> SOURCE EXTRACT
....................

For the avoidance of doubt, the prior written consent of Stonepeak shall not be required with respect to any change of control or termination special compensation payments made pursuant to that certain Executive Services Agreement, dated as of August 2, 2019, by and between Gerald F. Willinger and the General Partner, or that certain Executive Services Agreement, dated as of August 2, 2019, by and between Charles C. Ward and the General Partner.

 

(b)                                  During the Approval Term, in connection with any determination of Available Cash or Adjusted Available Cash, the General Partner shall make such determination in good faith and shall consult with the Stonepeak Designated Director(s) and the independent directors of the Board in making such determination.

 

Section 5.                                            Chief Executive Officer .

 

(a)                                  From and after the Effective Date, the General Partner agrees not to materially diminish the duties or responsibilities of the chief executive officer of the General Partner without the consent of the Stonepeak Designated Directors.

....................

> RECORDS SHOWN

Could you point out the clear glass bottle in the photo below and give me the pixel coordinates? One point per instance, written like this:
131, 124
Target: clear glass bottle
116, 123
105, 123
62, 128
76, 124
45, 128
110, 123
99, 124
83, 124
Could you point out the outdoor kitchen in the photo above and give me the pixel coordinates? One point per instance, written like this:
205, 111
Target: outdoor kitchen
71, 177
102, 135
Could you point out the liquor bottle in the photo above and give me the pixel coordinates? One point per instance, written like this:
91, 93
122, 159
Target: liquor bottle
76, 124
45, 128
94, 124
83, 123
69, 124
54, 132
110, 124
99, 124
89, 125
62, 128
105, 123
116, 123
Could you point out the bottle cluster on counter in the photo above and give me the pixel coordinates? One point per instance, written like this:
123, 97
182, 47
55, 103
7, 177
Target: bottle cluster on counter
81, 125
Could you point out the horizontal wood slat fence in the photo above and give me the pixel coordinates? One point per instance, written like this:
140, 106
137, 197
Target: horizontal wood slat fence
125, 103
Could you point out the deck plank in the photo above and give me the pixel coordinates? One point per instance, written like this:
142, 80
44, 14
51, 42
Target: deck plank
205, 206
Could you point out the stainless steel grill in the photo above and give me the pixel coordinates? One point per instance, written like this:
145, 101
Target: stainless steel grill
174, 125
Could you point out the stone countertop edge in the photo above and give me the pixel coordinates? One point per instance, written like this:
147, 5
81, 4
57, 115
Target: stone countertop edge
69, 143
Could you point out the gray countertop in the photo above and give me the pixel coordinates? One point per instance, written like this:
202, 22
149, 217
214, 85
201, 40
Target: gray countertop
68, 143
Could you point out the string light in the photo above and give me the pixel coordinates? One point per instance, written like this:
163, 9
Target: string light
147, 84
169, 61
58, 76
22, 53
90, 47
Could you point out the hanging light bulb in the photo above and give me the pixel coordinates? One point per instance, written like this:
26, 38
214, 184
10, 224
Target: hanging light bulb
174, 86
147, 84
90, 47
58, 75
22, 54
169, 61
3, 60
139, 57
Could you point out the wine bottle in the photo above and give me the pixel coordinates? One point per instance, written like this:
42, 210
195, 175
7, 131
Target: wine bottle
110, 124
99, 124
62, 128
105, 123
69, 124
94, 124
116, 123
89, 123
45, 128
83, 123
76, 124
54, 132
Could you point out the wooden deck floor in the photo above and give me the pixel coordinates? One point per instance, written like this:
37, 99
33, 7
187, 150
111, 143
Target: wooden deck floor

....................

> EXERCISE REQUIREMENTS
A – Per the agreement excerpt, whose consent must the General Partner obtain before materially diminishing the duties or responsibilities of its chief executive officer?
B – From the agreement excerpt, print the passage that begins at the words "For the avoidance" and stops after "Executive Officer .".

> TASK-BY-TASK ANSWERS
A – The consent of the Stonepeak Designated Directors.

B –
For the avoidance of doubt, the prior written consent of Stonepeak shall not be required with respect to any change of control or termination special compensation payments made pursuant to that certain Executive Services Agreement, dated as of August 2, 2019, by and between Gerald F. Willinger and the General Partner, or that certain Executive Services Agreement, dated as of August 2, 2019, by and between Charles C. Ward and the General Partner.

 

(b)                                  During the Approval Term, in connection with any determination of Available Cash or Adjusted Available Cash, the General Partner shall make such determination in good faith and shall consult with the Stonepeak Designated Director(s) and the independent directors of the Board in making such determination.

 

Section 5.                                            Chief Executive Officer .